[START OF EXTRACTED TEXT]

Figure 2.7: The first panel shows the PCA analysis for the food product composition data, while the second panel shows the correlation matrix between the contributions to composition of each component. The next two panels show the values of multiple variables for selected observations – first with a line graph and then with a heatmap

A common summary technique for a set of variables is to use correlation plots, such as those presented by correlation matrix heat maps, as in the figure above. They allow us to see which variables are most strongly correlated and how many such correlated clusters we have.

If we want to present individual observations, taking into account multiple variables for them, then heat map plots or parallel coordinates plots can be useful. Both of these types of plots are shown in the last two panels of the Figure 2.7.

2.7 Tasks

Let’s look at a few news portals where clear and consistent data communication is important.

  1. A place where huge amounts of data are consumed instantaneously are stock exchanges. Take a look at stock quotes, currency exchange rates, indices, for example at https://www.barchart.com/stocks or https://finance.yahoo.com. What type of data is presented here? What mechanisms have been used to facilitate rapid analysis of hundreds of indices simultaneously? How was it handled to show sales volume and price simultaneously?

[END OF EXTRACTED TEXT]

WHAT TO WORK ON: Reproduce word for word everything in the passage on correlation plots and heat maps, from "A common summary" down to "communication is important.".

[START OF INFORMATION PROVIDED]

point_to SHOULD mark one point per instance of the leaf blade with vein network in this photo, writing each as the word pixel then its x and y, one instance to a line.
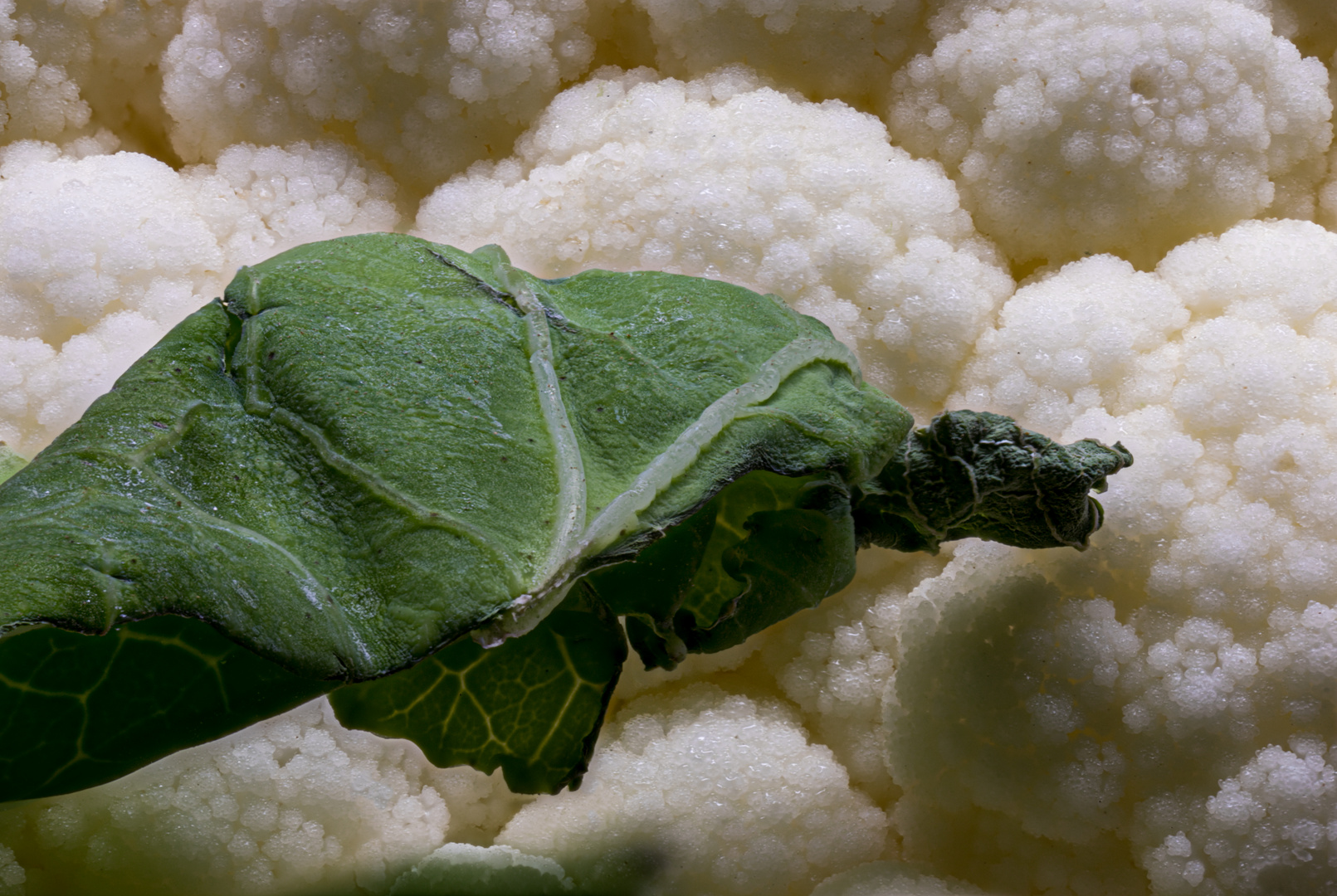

[END OF INFORMATION PROVIDED]

COMPLETE RESPONSE:
A common summary technique for a set of variables is to use correlation plots, such as those presented by correlation matrix heat maps, as in the figure above. They allow us to see which variables are most strongly correlated and how many such correlated clusters we have.

If we want to present individual observations, taking into account multiple variables for them, then heat map plots or parallel coordinates plots can be useful. Both of these types of plots are shown in the last two panels of the Figure 2.7.

2.7 Tasks

Let’s look at a few news portals where clear and consistent data communication is important.